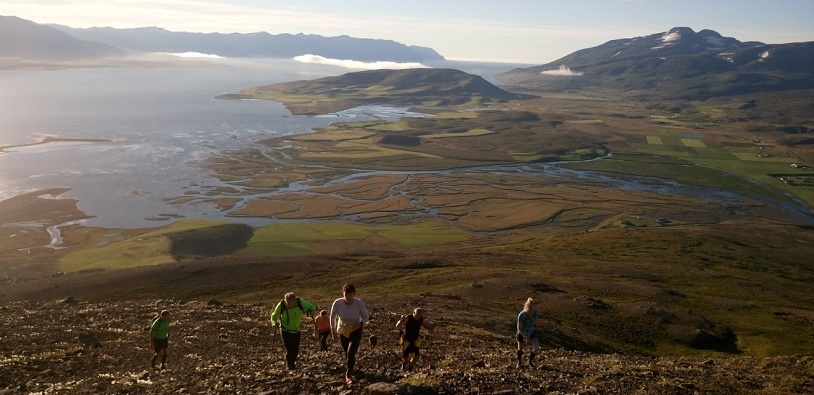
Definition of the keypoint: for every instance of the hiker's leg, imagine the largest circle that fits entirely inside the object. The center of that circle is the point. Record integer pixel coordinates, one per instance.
(355, 339)
(345, 342)
(291, 343)
(323, 341)
(416, 355)
(296, 348)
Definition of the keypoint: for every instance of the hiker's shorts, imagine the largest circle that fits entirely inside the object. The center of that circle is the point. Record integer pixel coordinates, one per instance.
(161, 344)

* SHORT TASK:
Copy every row above word for word, including the coordinates, and leave out the pictures.

* FULL ANSWER:
Definition of the keypoint: for every instance of the hiker's leg, imagine the largest circle that fits entirely inside the object. The center of that circle is the point. Record integer pixel coordinates, one per instance.
(355, 339)
(345, 342)
(291, 343)
(323, 341)
(416, 355)
(296, 348)
Definition of the keypoint: for every instance of the hiker's shorts, imagine the largest circle that fits entirely inside the object. The center of that circle is the point. Record integer pixel coordinates, one per instance.
(161, 344)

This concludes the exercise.